**PROMPT A**
Please turn everything in the records from the line containing "Provide a point for each instance of the white and" down to the line containing "x=109, y=303" into a Markdown table with the columns No. and Record line, numbering each row and leaving out blank lines.

**EXTRACT**
────────────────────

Monday, February 17, 2014

A weekend of cheese

Had a wonderful weekend down the coast at a cheese making workshop in narooma. 

A makeshift cheese press

Communities of like minded people keep you excited about living slightly outside of the norm and this was no exception. Cheese making - at least outside of a factory/needing to earn a living variety - is an activity that takes a lot of time and yet not much time at all. The cheese making process lends itself to conversation as you wait for the starter or the rennet or the draining process to do its thing! There was ample opportunity to discuss all manner of interesting topics, mostly centred around food and gardens, meals shared together and even some time for me to take a long walk on the beach before going out for dinner with new friends. 

checking the rennet has set

Over two days we made eight cheeses including feta, haloumi and Paneer, as well as yoghurt and ricotta. These are cheeses we eat very regularly, and are not cheap. I had bought a cheese making kit recently from our local amazing hardware store but had been hesitant to make some probably for fear of totally stuff it up and waste a whole lot of milk :)

It was reassuring to see how forgiving the process was, so long as everything is sterilized, you dont overheat the starter and you have good quality ingredients. 

Now looking forward to the advanced weekend later in the year when we learn to make cheddar, mozzarella and Camembert! 

A book that another course attendee had which was reccomended by our teacher Geoff Southam 

Anyone on the south coast interested in attending they have other dates for the same course at ecotel narooma - or find it on the website for small farms network

Now to eat all the samples I brought home and then decide which one to make first :)

Wednesday, February 5, 2014

Off to the show

Well, for my veges, not me :)

I have entered some of my produce in the local agricultural show, also some crochet, some pottery and a kasundi sauce I made the other week.

A collection of herbs - no flowers allowed

While I love doing this and showing what can be grown in a small suburban garden, I experience a huge frustration when I go and them get told that I have presented things wrong. I get told i have failed by leaving one inch of rhubarb leaves not three inches, or am disqualified for having flowers in my collection of herbs - borage, which I grow specifically for its flowers which are amazing in salads.

────────────────────

**DATASET CONTENT**
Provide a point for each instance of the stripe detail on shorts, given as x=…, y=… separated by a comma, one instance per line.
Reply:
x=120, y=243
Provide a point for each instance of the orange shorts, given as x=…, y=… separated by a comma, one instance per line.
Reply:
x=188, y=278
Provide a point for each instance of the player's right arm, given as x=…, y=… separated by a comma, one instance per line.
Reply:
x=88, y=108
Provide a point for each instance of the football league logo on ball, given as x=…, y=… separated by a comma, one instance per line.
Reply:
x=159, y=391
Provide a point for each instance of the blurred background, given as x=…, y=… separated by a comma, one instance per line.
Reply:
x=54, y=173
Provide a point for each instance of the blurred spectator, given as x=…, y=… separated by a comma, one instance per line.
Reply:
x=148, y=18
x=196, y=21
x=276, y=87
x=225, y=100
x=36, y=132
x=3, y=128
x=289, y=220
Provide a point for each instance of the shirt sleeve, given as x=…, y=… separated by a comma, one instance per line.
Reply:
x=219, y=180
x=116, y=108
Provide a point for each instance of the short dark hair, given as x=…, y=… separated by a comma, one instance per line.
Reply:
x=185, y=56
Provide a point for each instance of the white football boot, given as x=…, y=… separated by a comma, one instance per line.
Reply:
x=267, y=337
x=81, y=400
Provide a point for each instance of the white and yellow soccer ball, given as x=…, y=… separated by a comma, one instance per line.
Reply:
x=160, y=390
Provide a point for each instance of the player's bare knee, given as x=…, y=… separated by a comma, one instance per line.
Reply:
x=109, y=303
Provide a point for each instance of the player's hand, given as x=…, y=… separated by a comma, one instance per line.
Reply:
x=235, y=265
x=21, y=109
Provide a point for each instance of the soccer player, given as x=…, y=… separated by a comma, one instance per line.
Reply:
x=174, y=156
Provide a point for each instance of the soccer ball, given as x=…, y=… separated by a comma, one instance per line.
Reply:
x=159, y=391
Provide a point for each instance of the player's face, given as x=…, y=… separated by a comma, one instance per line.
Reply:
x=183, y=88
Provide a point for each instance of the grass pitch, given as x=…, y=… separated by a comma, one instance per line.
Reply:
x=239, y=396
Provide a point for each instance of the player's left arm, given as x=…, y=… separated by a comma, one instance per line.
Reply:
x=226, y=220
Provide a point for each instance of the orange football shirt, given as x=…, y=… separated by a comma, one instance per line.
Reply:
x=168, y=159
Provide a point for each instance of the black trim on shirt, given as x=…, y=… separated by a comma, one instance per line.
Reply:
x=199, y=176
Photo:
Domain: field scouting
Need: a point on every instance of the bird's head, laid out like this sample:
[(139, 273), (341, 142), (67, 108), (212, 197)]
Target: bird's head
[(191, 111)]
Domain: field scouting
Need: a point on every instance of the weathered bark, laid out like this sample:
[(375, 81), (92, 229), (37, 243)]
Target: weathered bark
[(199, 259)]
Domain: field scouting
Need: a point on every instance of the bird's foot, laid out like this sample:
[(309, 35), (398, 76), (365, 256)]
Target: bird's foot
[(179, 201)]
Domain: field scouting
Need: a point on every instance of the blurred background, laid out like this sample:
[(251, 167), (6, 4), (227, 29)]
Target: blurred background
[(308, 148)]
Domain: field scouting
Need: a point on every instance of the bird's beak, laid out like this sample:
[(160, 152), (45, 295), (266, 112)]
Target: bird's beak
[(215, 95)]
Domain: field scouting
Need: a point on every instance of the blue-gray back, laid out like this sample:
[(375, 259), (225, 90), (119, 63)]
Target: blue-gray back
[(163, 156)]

────────────────────

**PROMPT B**
Go on with the blog post about cheese making and the local show, starting right after its final sentence.

**OUTPUT A**
| No. | Record line |
|---|---|
| 1 | Provide a point for each instance of the white and yellow soccer ball, given as x=…, y=… separated by a comma, one instance per line. |
| 2 | Reply: |
| 3 | x=160, y=390 |
| 4 | Provide a point for each instance of the player's bare knee, given as x=…, y=… separated by a comma, one instance per line. |
| 5 | Reply: |
| 6 | x=109, y=303 |

**OUTPUT B**
Root veges must be presented with leaves attached
Cherry tomatoes in bunches
Zucchinis are less than 20cm long otherwise they are marrows
Herbs have no flowers
Rhubarb and silverbeet must be pulled away from the plant not cut, 
Pumpkins must have stems attached
Most specimens must be presented on plates, or in a shallow tray

Any other suggestions people are aware of???

After I explained my frustration and it leading to my not entering anything last year one of the stewards said he would take on the responsibility of drafting a guideline for presenting fruit and veg! They're going to put it on the web so I will post a link once it's up. 

Has anyone else grown fruit or veg for the show before?

This is the link to our local show 

And our figs ripening in the sun :)

Happy gardening...

Saturday, February 1, 2014


This weekend was my old dads 60th :) I'm allowed to call him old now! We had a lovely weekend with a family dinner Friday night, a party yesterday and a trip to the beach with my aunts and cousins today along with my sisters, the kids and a stray husband or two. 

Honeymoon bay is seriously beautiful! And even though the wind was up as we drove in, it was magically calm and sunny in this sheltered bay. 

Snorkeling, sandcastle making, sharing afternoon tea, collecting shells, having water fights with my nephew. The things of summer!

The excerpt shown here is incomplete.